## How to complete this task
From the line bearing "Target: truck headlight" down to the final line of the records below, give every line again exactly and add nothing.

Stored items:
════

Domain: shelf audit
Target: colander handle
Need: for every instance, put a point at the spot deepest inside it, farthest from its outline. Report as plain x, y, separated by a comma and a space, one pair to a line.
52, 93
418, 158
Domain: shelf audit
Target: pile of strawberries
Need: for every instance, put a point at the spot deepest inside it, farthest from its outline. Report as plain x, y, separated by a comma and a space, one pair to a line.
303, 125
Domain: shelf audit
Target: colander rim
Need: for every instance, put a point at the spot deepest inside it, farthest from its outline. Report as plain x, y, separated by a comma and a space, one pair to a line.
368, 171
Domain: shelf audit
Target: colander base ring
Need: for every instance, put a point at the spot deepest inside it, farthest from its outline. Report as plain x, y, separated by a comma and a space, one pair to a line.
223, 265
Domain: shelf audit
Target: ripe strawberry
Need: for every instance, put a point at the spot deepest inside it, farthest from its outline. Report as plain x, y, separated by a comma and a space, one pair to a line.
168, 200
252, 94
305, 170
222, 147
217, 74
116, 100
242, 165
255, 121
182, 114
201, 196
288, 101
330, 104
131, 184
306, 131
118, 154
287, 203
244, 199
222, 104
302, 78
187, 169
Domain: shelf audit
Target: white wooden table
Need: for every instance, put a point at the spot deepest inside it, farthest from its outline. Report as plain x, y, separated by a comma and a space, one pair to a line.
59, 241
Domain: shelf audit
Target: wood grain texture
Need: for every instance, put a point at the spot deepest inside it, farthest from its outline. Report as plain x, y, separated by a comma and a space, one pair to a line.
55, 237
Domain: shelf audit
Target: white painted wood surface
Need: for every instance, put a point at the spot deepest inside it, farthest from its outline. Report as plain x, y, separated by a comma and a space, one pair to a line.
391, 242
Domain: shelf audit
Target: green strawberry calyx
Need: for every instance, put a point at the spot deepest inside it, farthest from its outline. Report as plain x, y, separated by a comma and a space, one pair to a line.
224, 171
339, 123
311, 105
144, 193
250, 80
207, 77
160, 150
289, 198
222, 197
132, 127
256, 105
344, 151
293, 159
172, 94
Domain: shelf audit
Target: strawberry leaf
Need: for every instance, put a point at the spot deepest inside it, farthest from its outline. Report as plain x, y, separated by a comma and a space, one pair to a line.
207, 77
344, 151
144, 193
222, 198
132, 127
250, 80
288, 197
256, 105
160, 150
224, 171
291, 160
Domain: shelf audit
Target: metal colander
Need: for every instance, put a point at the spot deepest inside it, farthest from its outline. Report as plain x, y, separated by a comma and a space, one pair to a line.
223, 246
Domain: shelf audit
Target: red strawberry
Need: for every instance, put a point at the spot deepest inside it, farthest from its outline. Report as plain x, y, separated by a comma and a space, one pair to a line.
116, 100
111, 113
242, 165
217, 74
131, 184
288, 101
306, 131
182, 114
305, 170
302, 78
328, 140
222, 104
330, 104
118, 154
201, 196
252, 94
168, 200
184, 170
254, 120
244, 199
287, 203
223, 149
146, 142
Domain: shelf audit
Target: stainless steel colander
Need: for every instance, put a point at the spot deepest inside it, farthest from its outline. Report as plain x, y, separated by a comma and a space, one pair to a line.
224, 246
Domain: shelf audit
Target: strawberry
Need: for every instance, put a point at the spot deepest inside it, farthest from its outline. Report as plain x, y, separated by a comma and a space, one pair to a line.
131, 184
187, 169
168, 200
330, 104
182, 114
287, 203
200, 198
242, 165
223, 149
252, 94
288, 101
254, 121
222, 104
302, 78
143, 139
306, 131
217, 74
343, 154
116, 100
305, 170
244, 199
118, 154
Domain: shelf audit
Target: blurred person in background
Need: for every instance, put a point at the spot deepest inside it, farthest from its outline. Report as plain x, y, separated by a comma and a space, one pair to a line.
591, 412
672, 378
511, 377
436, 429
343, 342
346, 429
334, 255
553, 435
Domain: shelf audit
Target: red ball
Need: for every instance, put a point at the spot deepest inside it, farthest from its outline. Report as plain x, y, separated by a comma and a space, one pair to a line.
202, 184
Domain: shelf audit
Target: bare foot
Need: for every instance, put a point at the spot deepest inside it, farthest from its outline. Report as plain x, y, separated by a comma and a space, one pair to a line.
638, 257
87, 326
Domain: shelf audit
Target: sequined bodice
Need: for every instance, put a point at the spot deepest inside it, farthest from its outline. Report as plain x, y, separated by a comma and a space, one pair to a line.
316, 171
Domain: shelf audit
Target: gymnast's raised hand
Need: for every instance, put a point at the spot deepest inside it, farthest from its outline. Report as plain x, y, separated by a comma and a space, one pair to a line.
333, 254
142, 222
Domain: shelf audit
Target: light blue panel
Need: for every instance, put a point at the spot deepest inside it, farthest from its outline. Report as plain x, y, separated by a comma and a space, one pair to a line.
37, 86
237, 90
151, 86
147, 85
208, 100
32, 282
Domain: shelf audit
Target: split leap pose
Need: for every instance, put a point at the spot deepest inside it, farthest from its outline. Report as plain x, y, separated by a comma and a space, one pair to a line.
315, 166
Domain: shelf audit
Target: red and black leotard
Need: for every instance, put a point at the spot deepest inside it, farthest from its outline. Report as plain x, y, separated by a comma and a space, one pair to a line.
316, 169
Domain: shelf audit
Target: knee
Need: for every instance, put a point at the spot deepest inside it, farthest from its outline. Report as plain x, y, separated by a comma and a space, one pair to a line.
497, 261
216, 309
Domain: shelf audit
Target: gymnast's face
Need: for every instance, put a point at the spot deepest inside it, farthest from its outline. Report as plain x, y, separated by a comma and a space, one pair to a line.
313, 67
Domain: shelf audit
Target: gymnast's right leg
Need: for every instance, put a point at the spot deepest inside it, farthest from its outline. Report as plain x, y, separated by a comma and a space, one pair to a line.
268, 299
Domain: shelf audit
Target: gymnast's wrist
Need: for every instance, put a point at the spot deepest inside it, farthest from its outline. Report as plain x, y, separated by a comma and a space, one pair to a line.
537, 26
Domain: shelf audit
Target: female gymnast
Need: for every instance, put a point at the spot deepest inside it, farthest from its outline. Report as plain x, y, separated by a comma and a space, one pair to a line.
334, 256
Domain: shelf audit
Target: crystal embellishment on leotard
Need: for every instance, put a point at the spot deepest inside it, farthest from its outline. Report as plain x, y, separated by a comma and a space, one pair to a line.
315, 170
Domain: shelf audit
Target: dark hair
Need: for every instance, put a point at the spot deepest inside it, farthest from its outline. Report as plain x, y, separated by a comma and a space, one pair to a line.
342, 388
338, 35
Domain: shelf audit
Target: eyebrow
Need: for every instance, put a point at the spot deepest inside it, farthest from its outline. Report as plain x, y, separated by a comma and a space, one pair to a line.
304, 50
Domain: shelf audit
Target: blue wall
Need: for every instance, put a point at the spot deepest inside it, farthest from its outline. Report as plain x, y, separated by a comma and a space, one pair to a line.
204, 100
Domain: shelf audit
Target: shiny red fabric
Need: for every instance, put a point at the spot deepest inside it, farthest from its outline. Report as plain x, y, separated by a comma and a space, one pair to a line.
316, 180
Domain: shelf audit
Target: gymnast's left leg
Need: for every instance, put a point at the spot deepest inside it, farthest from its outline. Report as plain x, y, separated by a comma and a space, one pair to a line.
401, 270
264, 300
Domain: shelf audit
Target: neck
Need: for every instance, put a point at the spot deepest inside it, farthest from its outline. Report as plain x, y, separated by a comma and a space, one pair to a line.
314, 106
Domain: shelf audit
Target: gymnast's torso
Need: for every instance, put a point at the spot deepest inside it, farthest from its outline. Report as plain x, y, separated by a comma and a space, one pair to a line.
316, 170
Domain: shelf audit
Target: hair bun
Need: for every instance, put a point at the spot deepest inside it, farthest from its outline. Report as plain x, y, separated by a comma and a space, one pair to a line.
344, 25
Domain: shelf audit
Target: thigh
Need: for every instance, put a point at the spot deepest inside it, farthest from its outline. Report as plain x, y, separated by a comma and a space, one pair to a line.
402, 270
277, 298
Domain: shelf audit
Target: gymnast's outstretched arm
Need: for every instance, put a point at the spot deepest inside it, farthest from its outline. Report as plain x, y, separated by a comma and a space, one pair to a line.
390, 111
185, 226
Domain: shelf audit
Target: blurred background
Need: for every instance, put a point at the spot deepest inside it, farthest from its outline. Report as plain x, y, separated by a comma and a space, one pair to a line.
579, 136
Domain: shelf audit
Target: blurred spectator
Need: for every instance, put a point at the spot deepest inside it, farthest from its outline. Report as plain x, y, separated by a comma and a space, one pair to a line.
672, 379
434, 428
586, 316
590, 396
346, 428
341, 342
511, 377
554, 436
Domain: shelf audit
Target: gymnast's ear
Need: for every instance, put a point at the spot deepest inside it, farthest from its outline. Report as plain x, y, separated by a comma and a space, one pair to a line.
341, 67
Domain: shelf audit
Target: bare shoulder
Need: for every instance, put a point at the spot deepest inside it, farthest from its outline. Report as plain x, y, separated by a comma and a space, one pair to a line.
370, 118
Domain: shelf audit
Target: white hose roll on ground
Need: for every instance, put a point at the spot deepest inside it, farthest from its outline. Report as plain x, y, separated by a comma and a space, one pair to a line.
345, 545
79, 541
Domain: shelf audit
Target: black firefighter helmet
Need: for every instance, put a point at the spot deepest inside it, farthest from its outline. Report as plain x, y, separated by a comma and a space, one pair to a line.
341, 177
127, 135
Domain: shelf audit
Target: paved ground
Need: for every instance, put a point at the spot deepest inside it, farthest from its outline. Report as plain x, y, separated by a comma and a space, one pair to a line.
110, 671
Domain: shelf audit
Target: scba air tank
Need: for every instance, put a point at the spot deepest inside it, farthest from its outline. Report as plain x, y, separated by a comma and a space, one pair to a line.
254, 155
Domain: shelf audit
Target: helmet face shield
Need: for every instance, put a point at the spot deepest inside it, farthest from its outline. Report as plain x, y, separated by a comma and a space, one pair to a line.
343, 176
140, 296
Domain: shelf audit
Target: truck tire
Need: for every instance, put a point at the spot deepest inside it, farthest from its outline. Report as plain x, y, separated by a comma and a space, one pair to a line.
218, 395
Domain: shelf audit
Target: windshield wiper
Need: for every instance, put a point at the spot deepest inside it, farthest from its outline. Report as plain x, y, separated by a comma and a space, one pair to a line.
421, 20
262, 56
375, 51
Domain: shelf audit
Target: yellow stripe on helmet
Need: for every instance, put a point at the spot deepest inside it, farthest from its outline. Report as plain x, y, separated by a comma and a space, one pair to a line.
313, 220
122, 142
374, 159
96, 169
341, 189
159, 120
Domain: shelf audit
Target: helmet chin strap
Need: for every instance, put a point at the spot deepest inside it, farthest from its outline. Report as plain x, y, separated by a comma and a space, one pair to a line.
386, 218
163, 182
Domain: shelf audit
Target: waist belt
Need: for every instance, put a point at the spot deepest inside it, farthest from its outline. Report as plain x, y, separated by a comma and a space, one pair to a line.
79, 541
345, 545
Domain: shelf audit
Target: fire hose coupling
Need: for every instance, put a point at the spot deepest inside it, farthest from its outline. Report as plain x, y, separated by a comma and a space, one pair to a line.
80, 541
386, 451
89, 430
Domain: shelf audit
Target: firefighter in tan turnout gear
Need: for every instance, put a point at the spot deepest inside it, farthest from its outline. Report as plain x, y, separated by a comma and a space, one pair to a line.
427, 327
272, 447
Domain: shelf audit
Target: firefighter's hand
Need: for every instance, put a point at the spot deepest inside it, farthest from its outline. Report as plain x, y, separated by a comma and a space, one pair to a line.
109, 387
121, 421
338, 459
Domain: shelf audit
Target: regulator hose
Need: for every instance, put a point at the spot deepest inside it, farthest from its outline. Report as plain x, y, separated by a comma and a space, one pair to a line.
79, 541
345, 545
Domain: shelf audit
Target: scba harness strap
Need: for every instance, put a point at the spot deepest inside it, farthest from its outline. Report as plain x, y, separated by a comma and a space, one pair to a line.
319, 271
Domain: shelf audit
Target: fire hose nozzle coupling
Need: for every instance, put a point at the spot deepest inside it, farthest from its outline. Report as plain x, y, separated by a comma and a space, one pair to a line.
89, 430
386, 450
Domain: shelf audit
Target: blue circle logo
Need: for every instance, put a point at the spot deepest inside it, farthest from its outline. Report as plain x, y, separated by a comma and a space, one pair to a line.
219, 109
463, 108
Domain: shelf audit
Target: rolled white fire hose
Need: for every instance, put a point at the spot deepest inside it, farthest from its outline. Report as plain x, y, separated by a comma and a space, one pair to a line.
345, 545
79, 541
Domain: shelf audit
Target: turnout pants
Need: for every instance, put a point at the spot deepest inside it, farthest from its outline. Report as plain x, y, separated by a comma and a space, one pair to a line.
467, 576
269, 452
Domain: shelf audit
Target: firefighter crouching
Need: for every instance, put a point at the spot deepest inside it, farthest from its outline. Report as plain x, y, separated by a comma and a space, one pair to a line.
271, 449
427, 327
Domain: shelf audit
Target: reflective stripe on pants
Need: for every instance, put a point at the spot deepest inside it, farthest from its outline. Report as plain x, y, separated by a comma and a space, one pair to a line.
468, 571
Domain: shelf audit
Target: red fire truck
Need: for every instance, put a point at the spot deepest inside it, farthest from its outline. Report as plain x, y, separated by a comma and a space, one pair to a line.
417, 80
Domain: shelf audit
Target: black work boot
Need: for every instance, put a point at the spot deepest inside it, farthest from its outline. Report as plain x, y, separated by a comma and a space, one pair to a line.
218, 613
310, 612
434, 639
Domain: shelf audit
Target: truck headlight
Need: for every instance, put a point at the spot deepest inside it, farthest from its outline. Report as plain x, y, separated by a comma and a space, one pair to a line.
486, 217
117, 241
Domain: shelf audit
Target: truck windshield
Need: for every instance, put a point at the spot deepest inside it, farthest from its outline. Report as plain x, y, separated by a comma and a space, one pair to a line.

════

## Output for this task
Target: truck headlight
Need: for every instance, put a point at the spot deepest inside it, farthest from its outline. Report as plain x, y, separated by a comma and a space, one pair to a line.
486, 217
117, 241
Domain: shelf audit
Target: truck windshield
Need: for every instance, put a point at the spot deepest inside it, farthest from its outline. Report as plain x, y, separated by a comma and a space, one pair to a line.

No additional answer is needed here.